• Challenge
Write out the entries again exactly as they are given.

• Stored data
:::
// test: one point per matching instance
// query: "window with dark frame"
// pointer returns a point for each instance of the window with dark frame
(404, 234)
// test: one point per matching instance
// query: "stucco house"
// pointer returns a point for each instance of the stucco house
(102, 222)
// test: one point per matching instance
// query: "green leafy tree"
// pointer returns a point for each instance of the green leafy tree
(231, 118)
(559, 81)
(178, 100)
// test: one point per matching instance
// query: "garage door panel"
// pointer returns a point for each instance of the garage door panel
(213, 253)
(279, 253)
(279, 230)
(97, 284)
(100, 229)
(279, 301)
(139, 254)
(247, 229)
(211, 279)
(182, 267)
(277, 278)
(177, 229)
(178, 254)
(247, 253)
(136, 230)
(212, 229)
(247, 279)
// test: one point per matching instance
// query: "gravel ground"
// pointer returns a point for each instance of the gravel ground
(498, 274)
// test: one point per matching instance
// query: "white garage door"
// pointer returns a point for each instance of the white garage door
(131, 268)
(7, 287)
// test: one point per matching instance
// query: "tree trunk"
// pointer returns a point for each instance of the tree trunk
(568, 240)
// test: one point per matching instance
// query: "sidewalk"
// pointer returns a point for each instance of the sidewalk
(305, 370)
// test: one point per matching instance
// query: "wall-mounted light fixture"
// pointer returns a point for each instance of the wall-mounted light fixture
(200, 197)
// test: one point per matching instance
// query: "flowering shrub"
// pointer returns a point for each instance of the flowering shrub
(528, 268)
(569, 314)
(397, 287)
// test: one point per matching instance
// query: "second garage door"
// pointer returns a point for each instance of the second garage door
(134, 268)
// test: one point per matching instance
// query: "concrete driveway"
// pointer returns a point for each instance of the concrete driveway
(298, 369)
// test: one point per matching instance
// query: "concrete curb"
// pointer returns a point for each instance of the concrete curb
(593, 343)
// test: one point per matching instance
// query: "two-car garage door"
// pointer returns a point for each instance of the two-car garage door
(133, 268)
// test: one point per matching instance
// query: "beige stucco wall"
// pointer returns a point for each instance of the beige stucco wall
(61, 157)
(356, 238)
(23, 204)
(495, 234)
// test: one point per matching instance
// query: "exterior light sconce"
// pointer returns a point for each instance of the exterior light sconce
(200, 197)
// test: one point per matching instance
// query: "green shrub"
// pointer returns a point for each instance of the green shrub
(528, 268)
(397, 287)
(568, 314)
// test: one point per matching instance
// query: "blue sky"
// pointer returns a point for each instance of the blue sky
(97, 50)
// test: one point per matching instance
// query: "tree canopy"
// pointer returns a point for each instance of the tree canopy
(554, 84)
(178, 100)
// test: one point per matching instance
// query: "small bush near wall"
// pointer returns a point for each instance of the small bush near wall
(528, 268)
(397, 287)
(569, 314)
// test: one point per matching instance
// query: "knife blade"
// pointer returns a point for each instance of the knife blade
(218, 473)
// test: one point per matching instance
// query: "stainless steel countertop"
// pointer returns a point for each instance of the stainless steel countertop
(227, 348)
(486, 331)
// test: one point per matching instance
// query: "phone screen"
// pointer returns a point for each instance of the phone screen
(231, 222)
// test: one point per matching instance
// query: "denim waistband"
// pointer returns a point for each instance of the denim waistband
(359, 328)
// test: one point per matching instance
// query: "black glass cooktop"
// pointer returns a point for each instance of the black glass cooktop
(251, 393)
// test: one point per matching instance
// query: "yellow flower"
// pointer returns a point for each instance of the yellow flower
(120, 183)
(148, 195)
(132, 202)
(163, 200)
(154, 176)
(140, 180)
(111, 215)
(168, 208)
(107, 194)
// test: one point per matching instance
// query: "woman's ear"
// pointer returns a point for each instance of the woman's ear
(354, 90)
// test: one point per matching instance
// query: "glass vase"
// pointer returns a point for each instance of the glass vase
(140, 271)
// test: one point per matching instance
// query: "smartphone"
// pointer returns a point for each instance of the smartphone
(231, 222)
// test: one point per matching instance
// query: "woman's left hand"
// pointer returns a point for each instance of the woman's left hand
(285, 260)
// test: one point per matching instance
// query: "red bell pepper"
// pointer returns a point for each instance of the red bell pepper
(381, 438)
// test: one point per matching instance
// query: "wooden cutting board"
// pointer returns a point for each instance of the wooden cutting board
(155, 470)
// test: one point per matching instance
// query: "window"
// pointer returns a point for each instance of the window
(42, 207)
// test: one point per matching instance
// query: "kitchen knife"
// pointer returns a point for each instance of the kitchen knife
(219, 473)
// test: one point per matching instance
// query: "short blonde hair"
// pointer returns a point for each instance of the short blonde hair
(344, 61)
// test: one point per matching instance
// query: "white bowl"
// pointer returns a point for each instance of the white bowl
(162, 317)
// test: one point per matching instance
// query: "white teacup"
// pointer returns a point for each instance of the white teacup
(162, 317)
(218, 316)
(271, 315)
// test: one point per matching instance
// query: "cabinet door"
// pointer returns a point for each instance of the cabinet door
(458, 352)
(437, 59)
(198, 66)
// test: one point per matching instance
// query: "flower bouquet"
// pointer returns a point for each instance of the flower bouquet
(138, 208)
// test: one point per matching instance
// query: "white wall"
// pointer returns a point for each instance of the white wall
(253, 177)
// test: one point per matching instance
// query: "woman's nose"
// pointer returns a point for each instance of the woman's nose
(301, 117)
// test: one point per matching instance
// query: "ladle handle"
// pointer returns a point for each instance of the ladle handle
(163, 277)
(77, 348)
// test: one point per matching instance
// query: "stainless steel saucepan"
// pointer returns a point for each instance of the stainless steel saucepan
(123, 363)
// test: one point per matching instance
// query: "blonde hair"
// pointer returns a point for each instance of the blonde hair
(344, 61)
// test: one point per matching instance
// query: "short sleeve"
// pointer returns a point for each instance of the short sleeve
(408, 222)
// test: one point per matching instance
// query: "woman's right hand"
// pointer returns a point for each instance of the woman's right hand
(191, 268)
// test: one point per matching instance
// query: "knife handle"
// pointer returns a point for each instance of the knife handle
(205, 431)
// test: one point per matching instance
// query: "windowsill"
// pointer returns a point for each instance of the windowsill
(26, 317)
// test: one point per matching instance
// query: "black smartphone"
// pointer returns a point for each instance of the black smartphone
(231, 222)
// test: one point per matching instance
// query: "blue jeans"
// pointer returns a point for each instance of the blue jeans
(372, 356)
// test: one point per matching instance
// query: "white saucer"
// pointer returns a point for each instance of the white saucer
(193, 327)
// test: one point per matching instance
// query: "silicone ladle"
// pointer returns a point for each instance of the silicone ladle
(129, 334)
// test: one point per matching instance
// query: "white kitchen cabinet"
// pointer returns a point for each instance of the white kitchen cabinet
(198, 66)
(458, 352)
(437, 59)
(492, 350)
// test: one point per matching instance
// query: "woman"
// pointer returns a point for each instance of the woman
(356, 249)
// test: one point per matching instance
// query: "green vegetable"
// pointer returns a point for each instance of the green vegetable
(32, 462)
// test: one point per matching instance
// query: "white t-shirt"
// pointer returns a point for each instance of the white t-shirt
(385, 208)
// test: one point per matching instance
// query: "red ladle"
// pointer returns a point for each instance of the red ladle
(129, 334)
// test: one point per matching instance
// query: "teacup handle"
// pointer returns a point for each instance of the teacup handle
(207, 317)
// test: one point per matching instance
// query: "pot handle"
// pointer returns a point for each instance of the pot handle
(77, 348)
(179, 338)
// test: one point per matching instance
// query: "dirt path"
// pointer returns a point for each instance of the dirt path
:::
• Result of the exercise
// test: one point per matching instance
// query: "window with dark frame"
// pointer returns a point for each instance of the window with dark frame
(404, 234)
// test: one point per matching instance
// query: "stucco house"
// pointer returns a point for each instance of the stucco house
(102, 222)
// test: one point per matching instance
// query: "green leafy tree"
// pointer returns a point for each instance of the green leafy tree
(231, 118)
(559, 81)
(178, 100)
// test: one point per matching instance
// query: "garage door panel"
// pointer returns a point for each instance of the garage door panel
(213, 253)
(279, 253)
(279, 230)
(97, 284)
(100, 229)
(279, 301)
(139, 254)
(247, 229)
(211, 279)
(182, 267)
(277, 278)
(177, 229)
(178, 254)
(247, 253)
(136, 230)
(212, 229)
(247, 279)
// test: one point per matching instance
// query: "gravel ground"
// pointer returns a point for each instance of the gravel ground
(498, 274)
// test: one point per matching instance
// query: "white garage door"
// pointer returns a point for each instance of the white garage door
(131, 268)
(7, 287)
// test: one point per matching instance
// query: "tree trunk"
// pointer returns a point for each instance of the tree trunk
(568, 240)
// test: one point per matching instance
// query: "sidewalk"
// pointer returns a point for each instance of the sidewalk
(305, 370)
// test: one point per matching instance
// query: "wall-mounted light fixture"
// pointer returns a point for each instance of the wall-mounted light fixture
(200, 197)
// test: one point per matching instance
// query: "flowering shrub"
// pointer returns a point for each instance of the flowering shrub
(528, 268)
(569, 314)
(397, 287)
// test: one point per matching instance
// query: "second garage door"
// pointer returns a point for each instance of the second garage door
(134, 268)
// test: one point per matching instance
// query: "concrete driveway"
// pointer returns a point for each instance of the concrete driveway
(298, 369)
// test: one point per matching instance
// query: "concrete curb"
// pointer returns a point for each instance of the concrete curb
(593, 343)
// test: one point per matching instance
// query: "two-car garage door"
// pointer returns a point for each instance of the two-car garage door
(133, 268)
// test: one point per matching instance
// query: "beige stucco wall"
// pointer returns a point for each instance of the beige stucco wall
(61, 157)
(356, 238)
(23, 204)
(495, 234)
// test: one point per matching instance
// query: "exterior light sconce"
// pointer returns a point for each instance of the exterior light sconce
(200, 197)
// test: one point per matching instance
// query: "green shrub"
// pointer returns a point for each instance of the green shrub
(528, 268)
(397, 287)
(568, 314)
// test: one point per matching instance
// query: "blue sky"
// pointer returns a point for each instance of the blue sky
(97, 50)
// test: one point per matching instance
// query: "tree canopy"
// pointer returns a point for each instance of the tree canopy
(554, 84)
(178, 100)
// test: one point per matching instance
// query: "small bush near wall"
// pointer returns a point for each instance of the small bush near wall
(528, 268)
(397, 287)
(569, 314)
// test: one point per matching instance
// query: "knife blade"
// pointer returns a point for each instance of the knife blade
(218, 473)
// test: one point per matching instance
// query: "stainless steel countertop"
// pointer returns a point for each instance of the stainless steel countertop
(227, 348)
(486, 331)
// test: one point per matching instance
// query: "phone screen"
// pointer returns a point for each instance of the phone screen
(231, 222)
// test: one point per matching instance
// query: "denim waistband"
// pointer returns a point for each instance of the denim waistband
(359, 328)
// test: one point per matching instance
// query: "black glass cooktop"
// pointer returns a point for each instance of the black glass cooktop
(251, 393)
// test: one point per matching instance
// query: "yellow flower"
// pointer returns a point for each instance of the yellow flower
(120, 183)
(148, 195)
(132, 202)
(163, 200)
(154, 176)
(140, 180)
(111, 215)
(168, 208)
(107, 194)
// test: one point per matching instance
// query: "woman's ear"
// pointer returns a point for each instance of the woman's ear
(354, 90)
// test: one point per matching instance
// query: "glass vase"
// pointer returns a point for each instance of the glass vase
(140, 271)
// test: one point per matching instance
// query: "smartphone"
// pointer returns a point for each instance of the smartphone
(231, 222)
// test: one point per matching instance
// query: "woman's left hand"
// pointer returns a point for each instance of the woman's left hand
(285, 260)
// test: one point per matching instance
// query: "red bell pepper"
// pointer returns a point for each instance of the red bell pepper
(381, 438)
// test: one point per matching instance
// query: "wooden cutting board"
// pointer returns a point for each instance of the wooden cutting board
(155, 470)
// test: one point per matching instance
// query: "window"
// pointer returns a point for each instance of the window
(42, 207)
// test: one point per matching instance
// query: "kitchen knife"
// pointer returns a point for each instance of the kitchen knife
(219, 473)
// test: one point per matching instance
// query: "short blonde hair"
// pointer returns a point for each instance of the short blonde hair
(344, 61)
// test: one point per matching instance
// query: "white bowl"
// pointer returns a point for each instance of the white bowl
(162, 317)
// test: one point per matching instance
// query: "white teacup"
// pointer returns a point for each instance of the white teacup
(162, 317)
(218, 316)
(271, 315)
// test: one point per matching instance
// query: "cabinet door"
// pointer returns a point for each instance of the cabinet door
(458, 352)
(437, 59)
(198, 66)
// test: one point per matching instance
// query: "flower bouquet"
// pointer returns a point for each instance of the flower bouquet
(138, 208)
// test: one point per matching instance
// query: "white wall"
// pointer returns a point for each instance of the white wall
(253, 177)
// test: one point per matching instance
// query: "woman's nose"
// pointer returns a point for each instance of the woman's nose
(301, 117)
// test: one point per matching instance
// query: "ladle handle"
// pointer returns a point for each instance of the ladle handle
(163, 277)
(77, 348)
// test: one point per matching instance
// query: "stainless steel saucepan"
// pointer returns a point for each instance of the stainless steel saucepan
(123, 363)
// test: one point per matching instance
// query: "blonde hair"
// pointer returns a point for each instance of the blonde hair
(344, 61)
// test: one point per matching instance
// query: "short sleeve"
// pointer returns a point for each instance of the short sleeve
(408, 222)
// test: one point per matching instance
// query: "woman's right hand"
// pointer returns a point for each instance of the woman's right hand
(191, 268)
// test: one point per matching instance
// query: "knife handle"
// pointer returns a point for each instance of the knife handle
(205, 431)
// test: one point per matching instance
// query: "windowsill"
// pointer returns a point for each instance of the windowsill
(26, 317)
// test: one point per matching instance
// query: "black smartphone"
// pointer returns a point for each instance of the black smartphone
(231, 222)
// test: one point per matching instance
// query: "blue jeans"
// pointer returns a point for each instance of the blue jeans
(372, 356)
// test: one point per matching instance
// query: "white saucer"
// pointer returns a point for each instance of the white saucer
(193, 327)
// test: one point per matching instance
// query: "silicone ladle"
// pointer returns a point for each instance of the silicone ladle
(129, 334)
// test: one point per matching instance
// query: "white kitchen cabinet"
// pointer returns a point for each instance of the white kitchen cabinet
(198, 66)
(458, 352)
(437, 59)
(492, 350)
// test: one point per matching instance
// query: "woman"
// pointer returns a point for each instance of the woman
(356, 249)
// test: one point per matching instance
// query: "green vegetable"
// pointer returns a point for each instance of the green vegetable
(32, 462)
// test: one point per matching instance
// query: "white t-shirt"
// pointer returns a point for each instance of the white t-shirt
(385, 208)
// test: one point per matching instance
// query: "red ladle"
// pointer returns a point for each instance of the red ladle
(129, 334)
// test: one point per matching instance
// query: "teacup handle"
// pointer returns a point for each instance of the teacup handle
(207, 317)
// test: one point per matching instance
// query: "pot handle"
// pointer returns a point for each instance of the pot handle
(77, 348)
(179, 338)
// test: one point per matching instance
// query: "dirt path"
// pointer returns a point for each instance of the dirt path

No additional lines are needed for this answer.